* Exercise goal *
Every line from the one bearing "Target: concrete column" through the last line of the entries should be printed exactly, with no other output.

* Exercise data *
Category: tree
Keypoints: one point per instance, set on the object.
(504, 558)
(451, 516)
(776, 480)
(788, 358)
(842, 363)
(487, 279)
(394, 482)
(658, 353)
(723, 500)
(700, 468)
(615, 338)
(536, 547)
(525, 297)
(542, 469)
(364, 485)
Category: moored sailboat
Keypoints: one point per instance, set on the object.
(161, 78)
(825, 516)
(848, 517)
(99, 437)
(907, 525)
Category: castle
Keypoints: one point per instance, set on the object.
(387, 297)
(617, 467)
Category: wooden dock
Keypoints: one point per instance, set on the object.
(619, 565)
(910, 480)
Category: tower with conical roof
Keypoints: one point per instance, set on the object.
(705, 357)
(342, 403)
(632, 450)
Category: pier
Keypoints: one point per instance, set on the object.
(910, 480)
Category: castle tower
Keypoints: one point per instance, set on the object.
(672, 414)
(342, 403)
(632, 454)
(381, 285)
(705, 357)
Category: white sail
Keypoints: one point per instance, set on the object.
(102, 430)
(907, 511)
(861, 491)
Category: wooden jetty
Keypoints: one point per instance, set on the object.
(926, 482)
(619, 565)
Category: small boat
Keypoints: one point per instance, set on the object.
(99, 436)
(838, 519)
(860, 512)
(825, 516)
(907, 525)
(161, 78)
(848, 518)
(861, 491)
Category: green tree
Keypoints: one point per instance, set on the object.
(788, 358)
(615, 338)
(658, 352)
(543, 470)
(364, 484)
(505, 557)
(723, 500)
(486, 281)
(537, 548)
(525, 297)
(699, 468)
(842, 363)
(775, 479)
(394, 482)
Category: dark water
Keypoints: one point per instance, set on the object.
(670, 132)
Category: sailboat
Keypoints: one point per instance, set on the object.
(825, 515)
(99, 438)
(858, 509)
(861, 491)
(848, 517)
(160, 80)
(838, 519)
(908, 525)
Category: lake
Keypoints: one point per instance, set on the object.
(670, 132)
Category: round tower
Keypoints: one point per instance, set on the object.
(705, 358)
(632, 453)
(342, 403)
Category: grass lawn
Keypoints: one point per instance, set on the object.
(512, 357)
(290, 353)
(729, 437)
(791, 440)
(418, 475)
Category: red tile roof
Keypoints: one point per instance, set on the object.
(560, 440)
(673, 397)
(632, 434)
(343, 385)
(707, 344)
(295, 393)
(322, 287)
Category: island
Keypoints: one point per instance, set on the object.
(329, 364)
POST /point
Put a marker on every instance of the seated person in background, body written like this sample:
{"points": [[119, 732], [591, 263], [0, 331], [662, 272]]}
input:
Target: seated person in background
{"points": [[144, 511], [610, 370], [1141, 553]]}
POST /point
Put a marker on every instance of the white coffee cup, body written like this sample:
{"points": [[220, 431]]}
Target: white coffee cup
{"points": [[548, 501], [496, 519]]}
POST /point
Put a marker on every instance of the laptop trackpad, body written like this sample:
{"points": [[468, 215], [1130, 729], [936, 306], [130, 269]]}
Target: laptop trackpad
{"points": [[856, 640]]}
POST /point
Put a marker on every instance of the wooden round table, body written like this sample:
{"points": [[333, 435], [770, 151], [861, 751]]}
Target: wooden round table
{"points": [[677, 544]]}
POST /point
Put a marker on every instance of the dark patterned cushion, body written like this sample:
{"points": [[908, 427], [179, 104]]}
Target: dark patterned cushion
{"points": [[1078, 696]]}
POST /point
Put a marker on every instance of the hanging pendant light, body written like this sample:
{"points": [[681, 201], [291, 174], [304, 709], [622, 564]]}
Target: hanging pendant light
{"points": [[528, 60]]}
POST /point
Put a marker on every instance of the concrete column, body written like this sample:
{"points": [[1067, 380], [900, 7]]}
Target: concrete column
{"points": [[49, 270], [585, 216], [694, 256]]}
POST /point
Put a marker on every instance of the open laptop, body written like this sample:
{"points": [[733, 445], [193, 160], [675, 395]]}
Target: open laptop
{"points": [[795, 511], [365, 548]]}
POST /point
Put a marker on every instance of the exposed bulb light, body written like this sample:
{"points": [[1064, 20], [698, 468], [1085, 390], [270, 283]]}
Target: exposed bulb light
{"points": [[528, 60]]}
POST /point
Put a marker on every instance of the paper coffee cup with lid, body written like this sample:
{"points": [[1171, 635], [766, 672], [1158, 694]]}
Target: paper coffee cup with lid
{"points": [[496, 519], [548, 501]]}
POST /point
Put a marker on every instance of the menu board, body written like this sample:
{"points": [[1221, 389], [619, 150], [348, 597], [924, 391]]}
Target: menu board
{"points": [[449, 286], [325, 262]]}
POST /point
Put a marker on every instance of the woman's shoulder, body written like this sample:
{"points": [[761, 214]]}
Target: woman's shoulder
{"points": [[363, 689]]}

* Response below *
Target: concrete column
{"points": [[49, 270], [585, 216], [694, 256]]}
POST /point
Put a marker on every instance of the open laptop, body written like this sample:
{"points": [[733, 445], [193, 160], [675, 395]]}
Target: open laptop
{"points": [[795, 511], [365, 548]]}
POST /point
Put a marker on every instance of the exposed bulb light, body written like this sample:
{"points": [[1064, 20], [698, 468], [1085, 390], [270, 283]]}
Target: exposed bulb light
{"points": [[528, 60]]}
POST /point
Put a marker on every instance of the paper coffee cup with lid, body written like this sample:
{"points": [[1171, 635], [766, 672], [1158, 694]]}
Target: paper coffee cup with lid
{"points": [[496, 519], [548, 501]]}
POST /point
Put a marker on every instance of the menu board, body written like this sample:
{"points": [[1221, 389], [619, 150], [348, 597], [924, 391]]}
Target: menu board
{"points": [[449, 286], [325, 262]]}
POST /point
Put a marker on every instance of the woman's shoulder, body written like this sample:
{"points": [[761, 214]]}
Target: woman's shoulder
{"points": [[363, 689]]}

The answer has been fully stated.